▶ _Materials provided_
□ □ □ □

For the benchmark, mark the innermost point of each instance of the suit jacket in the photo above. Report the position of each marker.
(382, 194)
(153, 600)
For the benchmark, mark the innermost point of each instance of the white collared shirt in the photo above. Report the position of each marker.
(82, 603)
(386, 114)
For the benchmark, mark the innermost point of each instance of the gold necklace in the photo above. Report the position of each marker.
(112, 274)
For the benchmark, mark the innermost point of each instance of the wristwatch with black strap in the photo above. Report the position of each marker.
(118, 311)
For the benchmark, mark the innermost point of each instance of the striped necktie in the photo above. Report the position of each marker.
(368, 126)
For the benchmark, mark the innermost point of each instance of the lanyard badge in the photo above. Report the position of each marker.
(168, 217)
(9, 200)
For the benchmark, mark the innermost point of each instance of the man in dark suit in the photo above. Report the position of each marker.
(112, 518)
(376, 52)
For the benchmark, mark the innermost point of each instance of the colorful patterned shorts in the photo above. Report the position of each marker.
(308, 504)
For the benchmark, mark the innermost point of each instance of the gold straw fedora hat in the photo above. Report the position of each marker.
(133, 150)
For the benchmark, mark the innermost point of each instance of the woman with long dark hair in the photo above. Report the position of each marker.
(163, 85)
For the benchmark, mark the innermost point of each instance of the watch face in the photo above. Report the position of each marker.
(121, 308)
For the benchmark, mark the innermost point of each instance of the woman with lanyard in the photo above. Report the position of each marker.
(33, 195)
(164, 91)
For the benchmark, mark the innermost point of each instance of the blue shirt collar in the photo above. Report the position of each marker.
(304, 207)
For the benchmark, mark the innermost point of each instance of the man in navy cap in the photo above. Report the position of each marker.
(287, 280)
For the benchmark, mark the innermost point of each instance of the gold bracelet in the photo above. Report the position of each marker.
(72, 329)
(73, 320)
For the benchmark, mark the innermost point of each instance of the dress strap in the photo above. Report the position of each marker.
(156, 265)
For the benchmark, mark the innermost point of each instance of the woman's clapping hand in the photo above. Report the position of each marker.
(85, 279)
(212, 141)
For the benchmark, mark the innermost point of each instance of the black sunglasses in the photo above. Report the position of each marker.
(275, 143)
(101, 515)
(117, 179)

□ □ □ □

▶ _Problem description_
Rewrite every line of the rows above as a numbered list, leaving out any blank lines.

▶ _Full output_
1. For the benchmark, mark the innermost point of each instance of the suit jacket in the photo above. Report the position of each marker.
2. (382, 194)
3. (153, 600)
4. For the benchmark, mark the innermost point of each instance of the white collared shirt in the photo above. Report the position of each marker.
5. (82, 603)
6. (386, 114)
7. For the benchmark, mark the innermost point of each instance of the gold necklace in the photo above. Report the position of each marker.
8. (112, 274)
9. For the benchmark, mark the innermost point of each instance of the wristwatch with black strap in the photo above. Report the position of each marker.
10. (118, 311)
11. For the benchmark, mark the innermost point of each instance of the striped necktie in the photo above. Report the position of each marker.
12. (368, 126)
13. For the benchmark, mark the innermost point of each instance of the lanyard badge in the photo above. Report the position of each marker.
14. (168, 217)
15. (9, 200)
16. For the benchmark, mark the innermost point of each instance of the man in dark suit in the photo above. Report the position of each marker.
17. (112, 518)
18. (376, 52)
19. For the benchmark, mark the innermost point of each instance of the colorful patterned shorts in the photo above. Report the position of each marker.
20. (308, 504)
21. For the benchmark, mark the innermost point of each instance of the gold straw fedora hat in the photo above. Report the position of each marker.
22. (133, 150)
23. For the benchmark, mark the innermost point of each instance of the woman with long dark hair in the photo above. Report the position of each marker.
24. (163, 85)
25. For the benchmark, mark the innermost point of each instance of the watch face in the photo above. Report the position of each marker.
26. (121, 308)
27. For the benchmark, mark the innermost point of each instance of the woman with lanyard in the photo above. Report the position of each marker.
28. (33, 195)
29. (164, 91)
30. For the benchmark, mark the innermost point of each instance of the blue shirt collar in the photo above. Report the position of each marker.
31. (304, 207)
32. For the benchmark, mark the innermost point of each instance of the man in navy cap in the photo above. Report the position of each marker.
33. (287, 280)
34. For the benchmark, mark the innermost point of each instance of the gold bracelet in the photo above. Report the position of each marker.
35. (72, 329)
36. (73, 320)
37. For the benchmark, mark the innermost point of each instance of the dress strap in the photo above. Report the position of each marker.
38. (156, 265)
39. For the benchmark, mark the innermost point of each instance of the woman's clapping hand in the photo above. Report the position of each marker.
40. (85, 279)
41. (212, 141)
42. For the benchmark, mark the innermost point of each instance of the black sunglasses in the photo above. Report the position of each marker.
43. (275, 143)
44. (101, 515)
45. (117, 179)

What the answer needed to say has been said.